Fotografie di Pierluigi Orler
Ce ne stavamo in Africa felici. Felici perché vedevamo che coi soldi dell’Onlus “Amici della Sierra Leone Parma” erano stati inaugurati asili, scuole primarie e scuole secondarie e potevamo bagnarci negli occhi gioiosi dei maestri e dei bambini.

Felici perché, seppur devastati dal sudore grondante e dal rumore insostenibile della festa, stringevamo le mani ai ragazzi che con le borse di studio di casa nostra avevano in mano un bel diploma di laurea dell’università di Makeni. Felici perché l’Unimak, voluta e gestita da vescovi italiani, in quel momento di gioia e di tripudio, era il segnale dell’Africa che cammina.

Felici perché, pur trovandoci in un Paese dove c’è un medico ogni centomila abitanti, pur trovandoci in un Paese che sta tra i quattro più poveri del mondo, avevamo appena visitato una scuola dove i bambini sordomuti (in una nazione dove sono considerati poco più che indemoniati), grazie anche alla generosità degli “Amici”, vengono istruiti, sfamati, accuditi. Imparano a scrivere, a leggere, a saldare il ferro e a piallare il legno.

Eravamo felici perché dopo avere sofferto per sei ore e mezzo su una quattro per quattro sgangherata guidata da un vescovo in T-shirt, Natalio Paganelli, dopo avere saltato come canguri in mezzo alla polvere rossa degli sterrati africani, eravamo arrivati in un villaggio in mezzo ai monti dove i piccoli, con le loro divise azzurre, povere ma pulite, avevano a disposizione un maestro, una penna e un quaderno. E pensavamo alla frase del premio Nobel per la pace Malala Yousafzai: “un bambino, un insegnante, un libro e una penna possono cambiare il mondo”.

Eravamo felici perché pochi giorni prima avevamo inaugurato un asilo a Lunsar costruito col lascito di una signora emiliana, dolce e buona, che aveva detto a un notaio dal cuore d’oro: “voglio lasciare i miei soldi ai bambini africani. Ci pensi lei”. E lui e gli “Amici” ci hanno pensato.
--------------------------------------------------
→ COMPITO 1: Nel racconto del viaggio in Sierra Leone, chi guidava la quattro per quattro su cui si è viaggiato per sei ore e mezzo?
→ COMPITO 2: Riassumi in due frasi il racconto del viaggio in Sierra Leone.
→ COMPITO 3: Prosegui il racconto del viaggio in Sierra Leone, partendo dopo l'ultima frase riportata.

→ DATI FORNITI:
--------------------------------------------------
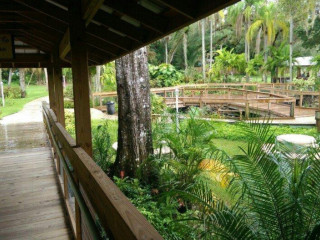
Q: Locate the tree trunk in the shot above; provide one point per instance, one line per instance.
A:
(10, 77)
(291, 48)
(22, 82)
(265, 48)
(166, 40)
(46, 76)
(185, 50)
(134, 133)
(211, 26)
(203, 51)
(97, 79)
(247, 50)
(258, 41)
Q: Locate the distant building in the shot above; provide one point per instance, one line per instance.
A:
(303, 65)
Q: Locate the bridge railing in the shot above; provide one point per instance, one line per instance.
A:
(91, 198)
(234, 94)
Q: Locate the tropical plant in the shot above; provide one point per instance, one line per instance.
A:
(275, 188)
(269, 23)
(226, 63)
(164, 75)
(103, 153)
(278, 60)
--------------------------------------------------
→ RISPOSTA AL COMPITO 1: La guidava il vescovo Natalio Paganelli, in T-shirt.

→ RISPOSTA AL COMPITO 2: Il racconto descrive la felicità di chi scrive nel vedere asili e scuole inaugurati con i fondi dell'Onlus «Amici della Sierra Leone Parma» e ragazzi laureati all'università di Makeni grazie a borse di studio. Ricorda anche una scuola per bambini sordomuti, un villaggio tra i monti raggiunto dopo un lungo viaggio con il vescovo Natalio Paganelli e un asilo a Lunsar costruito col lascito di una signora emiliana.

→ RISPOSTA AL COMPITO 3:
Eravamo in sei, Pierluigi, il fotografo, Graziano, il cameramen, Eugenio, l’economista filantropo, Marco, il notaio, Adriano, l’imprenditore agricolo che anima l’Onlus ed io, il giornalista. Tutti felici perché pensavamo agli articoli che avremmo scritto, ai documentari che avremmo montato, alle proiezioni fotografiche, alle mostre. Tutte cose che avrebbero portato in Sierra Leone denaro “fresco”, tanto, e nuove speranze.

Poi ci siamo trovati all’aeroporto di Bruxelles. Abbiamo lasciato il volo africano e ci siamo imbarcati su quello per Milano. L’aereo era vuoto. Letteralmente vuoto. Ho chiesto allo stuard: “What’s going on”? “Corona virus”. Mi ha risposto. E, da quel momento, nulla è più stato come prima.
Ora siamo qui, chiusi in casa, che ci scambiamo whatsapp nella nostra chat e ci chiediamo: cosa succede se questo “carognavirus” colpisce un paese dove esiste un medico ogni centomila abitanti? Rivedremo quelle suore, quei missionari, quei maestri, quei professori, che combattono per il riscatto dell’Africa? E sarà vero che il coronavirus risparmia i bambini? Se sì, risparmierà anche quelli poveri e malnutriti, quelli che ci guardavano coi loro immensi occhi marroni, profondi come un pozzo senza fine e che noi avremmo portato volentieri nelle nostre case a giocare coi nostri figli e i nostri nipoti?
Pensavo a questo, quando è suonato il telefono e mi hanno detto che mio cugino era in ospedale chiuso dentro un orribile scafandro.